◆ **Supplied text**

Non-Discrimination Statement

In accordance with federal civil rights law and U.S. Department of Agriculture (USDA) civil rights regulations and policies, this institution is prohibited from discriminating on the basis of race, color, national origin, sex (including gender identity and sexual orientation), disability, age, or reprisal or  retaliation for prior civil rights activity.

Program information may be made available in languages other than English. Persons with disabilities who require alternative means of communication to obtain program information (e.g., Braille, large print, audiotape, American Sign Language), should contact the responsible state or local agency that administers the program or USDA’s TARGET Center at (202) 720-2600 (voice and TTY) or contact USDA through the Federal Relay Service at (800) 877-8339.

◆ **Records supplied**

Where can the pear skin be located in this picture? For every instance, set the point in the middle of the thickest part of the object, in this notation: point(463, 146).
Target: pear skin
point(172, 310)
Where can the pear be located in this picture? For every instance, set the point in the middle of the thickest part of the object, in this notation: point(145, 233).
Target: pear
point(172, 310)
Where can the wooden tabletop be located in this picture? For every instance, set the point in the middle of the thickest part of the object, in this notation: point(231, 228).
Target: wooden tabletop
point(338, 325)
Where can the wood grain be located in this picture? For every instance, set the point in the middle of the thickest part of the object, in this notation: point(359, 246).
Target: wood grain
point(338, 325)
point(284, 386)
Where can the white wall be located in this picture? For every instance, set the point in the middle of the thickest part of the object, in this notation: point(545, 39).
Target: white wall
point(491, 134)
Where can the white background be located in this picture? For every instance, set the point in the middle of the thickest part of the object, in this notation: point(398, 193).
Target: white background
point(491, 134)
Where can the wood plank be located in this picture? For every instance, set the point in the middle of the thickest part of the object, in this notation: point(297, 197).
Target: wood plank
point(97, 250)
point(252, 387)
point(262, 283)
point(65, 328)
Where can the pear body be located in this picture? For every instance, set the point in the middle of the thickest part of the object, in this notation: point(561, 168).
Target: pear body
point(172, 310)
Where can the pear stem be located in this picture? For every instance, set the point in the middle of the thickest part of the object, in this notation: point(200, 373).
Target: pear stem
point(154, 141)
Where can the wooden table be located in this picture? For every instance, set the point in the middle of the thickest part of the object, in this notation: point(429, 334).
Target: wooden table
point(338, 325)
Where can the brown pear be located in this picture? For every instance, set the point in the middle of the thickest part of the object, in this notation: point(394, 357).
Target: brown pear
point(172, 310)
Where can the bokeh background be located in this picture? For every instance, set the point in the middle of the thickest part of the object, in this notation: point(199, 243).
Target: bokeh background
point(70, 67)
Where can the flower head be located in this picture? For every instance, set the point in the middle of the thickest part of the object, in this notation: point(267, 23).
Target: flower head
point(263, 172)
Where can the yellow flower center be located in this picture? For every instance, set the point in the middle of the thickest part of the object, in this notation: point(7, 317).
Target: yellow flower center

◆ **What this exercise asks**
1. Reproduce the part of the non-discrimination statement from "In accordance with" up to and including "Service at (800) 877-8339.".
2. Decide whether each statement agrees with the non-discrimination statement. Answer yes or no and quote the words of the statement that settle it.
(a) Program information may be offered in languages other than English.
(b) The TARGET Center can be reached at (800) 877-8339.
(c) Sex is listed as including gender identity and sexual orientation.
3. Pick up the non-discrimination statement after its last sentence and write its next part.
The material plays no part in what comes next.

◆ **Per-task outputs**
1.
In accordance with federal civil rights law and U.S. Department of Agriculture (USDA) civil rights regulations and policies, this institution is prohibited from discriminating on the basis of race, color, national origin, sex (including gender identity and sexual orientation), disability, age, or reprisal or  retaliation for prior civil rights activity.

Program information may be made available in languages other than English. Persons with disabilities who require alternative means of communication to obtain program information (e.g., Braille, large print, audiotape, American Sign Language), should contact the responsible state or local agency that administers the program or USDA’s TARGET Center at (202) 720-2600 (voice and TTY) or contact USDA through the Federal Relay Service at (800) 877-8339.

2.
(a) Yes: "Program information may be made available in languages other than English."
(b) No: "USDA’s TARGET Center at (202) 720-2600 (voice and TTY)"
(c) Yes: "sex (including gender identity and sexual orientation)"

3.
To file a program discrimination complaint, a Complainant should complete a Form AD-3027, USDA Program Discrimination Complaint Form which can be obtained online, from any USDA office, by calling (866) 632-9992, or by writing a letter addressed to USDA. The letter must contain the complainant’s name, address, telephone number, and a written description of the alleged discriminatory action in sufficient detail to inform the Assistant Secretary for Civil Rights (ASCR) about the nature and date of an alleged civil rights violation. The completed AD-3027 form or letter must be submitted to USDA by:

  1. Mail:
    U.S. Department of Agriculture
    Office of the Assistant Secretary for Civil Rights
    1400 Independence Avenue, SW
    Washington, D.C. 20250-9410; or
  2. Fax:
    (833) 256-1665 or (202) 690-7442; or 
  3. Email:
    program.intake@usda.gov

This institution is an equal opportunity provider.

This statement was updated 8.3.22 in accordance with USDA updates and guidelines.

Eligibility and Income Guidelines

Anyone experiencing food insecurity and self-identifying as meeting the Income Guidelines below is eligible for IFCS Food Market services.

Income Guidelines:
As of March 1, 2023, a household may meet income-based standards in either of the following two ways:

  1. Participate in one of these public assistance programs:
    • Commodity Supplemental Food Program (CSFP)
    • Supplemental Nutrition Assistance Program (SNAP)
    • Low-income Energy Assistance Program (LEAP)
    • Temporary Assistance to Needy Families (TANF)
    • Old Age Pension (OAP)
    • Aid to Needy Disabled (AND)
    • Aid to the Blind (AB)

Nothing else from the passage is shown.